WHAT THE TASK ASKS:
Copy everything from the start of the data down to and including the line that contains "point(123, 365)", requests included, with each point coordinate in the answers multiplied by 0.3 and rounded to a whole number, halves up. Leave the requests and their sample points unchanged, and give nothing beyond that line.

# # # #

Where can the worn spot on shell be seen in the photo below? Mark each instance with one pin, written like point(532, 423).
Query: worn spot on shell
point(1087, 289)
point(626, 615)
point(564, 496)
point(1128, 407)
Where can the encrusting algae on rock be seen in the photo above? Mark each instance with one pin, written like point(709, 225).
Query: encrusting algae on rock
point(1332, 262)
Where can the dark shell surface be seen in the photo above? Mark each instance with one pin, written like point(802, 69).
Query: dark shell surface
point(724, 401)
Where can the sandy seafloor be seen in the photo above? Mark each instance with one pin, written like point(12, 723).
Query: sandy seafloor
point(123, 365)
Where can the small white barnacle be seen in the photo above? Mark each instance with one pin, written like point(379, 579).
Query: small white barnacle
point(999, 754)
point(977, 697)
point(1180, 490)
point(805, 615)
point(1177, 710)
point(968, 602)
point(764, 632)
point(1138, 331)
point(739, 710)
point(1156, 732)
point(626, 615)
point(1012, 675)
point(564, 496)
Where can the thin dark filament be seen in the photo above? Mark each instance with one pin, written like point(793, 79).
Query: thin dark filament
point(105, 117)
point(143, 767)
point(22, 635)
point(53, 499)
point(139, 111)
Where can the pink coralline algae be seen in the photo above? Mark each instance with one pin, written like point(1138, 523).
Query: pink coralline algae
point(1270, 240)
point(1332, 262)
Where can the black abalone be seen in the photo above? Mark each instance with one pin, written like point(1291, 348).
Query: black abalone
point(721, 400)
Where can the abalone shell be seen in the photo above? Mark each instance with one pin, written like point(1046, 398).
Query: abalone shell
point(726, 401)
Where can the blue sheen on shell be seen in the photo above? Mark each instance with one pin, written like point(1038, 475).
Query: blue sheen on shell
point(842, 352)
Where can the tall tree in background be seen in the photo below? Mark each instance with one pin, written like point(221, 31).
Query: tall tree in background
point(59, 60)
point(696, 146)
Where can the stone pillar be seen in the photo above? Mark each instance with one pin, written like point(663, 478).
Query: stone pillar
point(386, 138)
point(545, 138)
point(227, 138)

# # # #

SOLUTION TO THIS PROBLEM:
Where can the worn spot on shell be seen in the photo below? Mark each instance with one pin, written like point(532, 423).
Query: worn spot on shell
point(326, 87)
point(188, 185)
point(169, 149)
point(338, 122)
Where can the encrusting algae on rock be seen in the photo above? Mark each instance with one pin, written like point(709, 225).
Query: encrusting algae on rock
point(400, 79)
Where can the dark shell surface be seen in the photo above? Mark each instance with one pin, written like point(802, 69).
Query: dark shell surface
point(217, 120)
Where can the sandy seafloor be seen in the photo above? Mark each instance with one pin, written like point(12, 723).
Query: sandy seafloor
point(37, 110)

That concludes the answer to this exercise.